Records supplied
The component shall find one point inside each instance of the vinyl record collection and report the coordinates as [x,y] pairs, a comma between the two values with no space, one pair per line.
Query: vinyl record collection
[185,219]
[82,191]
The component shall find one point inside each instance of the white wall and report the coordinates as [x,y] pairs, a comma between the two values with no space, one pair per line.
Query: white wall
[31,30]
...
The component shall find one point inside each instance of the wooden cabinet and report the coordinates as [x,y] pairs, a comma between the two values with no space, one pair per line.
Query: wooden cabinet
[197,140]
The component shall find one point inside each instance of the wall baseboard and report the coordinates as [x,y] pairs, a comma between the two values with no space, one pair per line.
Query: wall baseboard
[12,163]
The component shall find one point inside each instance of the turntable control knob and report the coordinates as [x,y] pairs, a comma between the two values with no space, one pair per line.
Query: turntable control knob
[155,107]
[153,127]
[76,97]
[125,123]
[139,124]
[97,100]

What you need to do
Filter the records for the word "coordinates" and show every line that has it.

Task result
The component shall find one point inside each instance of the vinyl record collection and report the coordinates as [x,y] pairs, a comma between the two values with no space, one pair per line.
The component shall find one point inside each instance of the white wall and report the coordinates as [x,y] pairs, a comma between the two values with no space, one pair per line.
The component shall find one point inside each instance of the wooden cabinet and report the coordinates as [x,y] pairs, a comma between the two values with no space, one pair per line.
The component shall find one point inside each instance of the wall baseboard and report the coordinates as [x,y] pairs, a comma between the two values with no space, one pair per line.
The component shall find one point inside each instance of the turntable control knob and report the coordinates as [x,y] pairs, a comma between the two values with no space, one pair per line.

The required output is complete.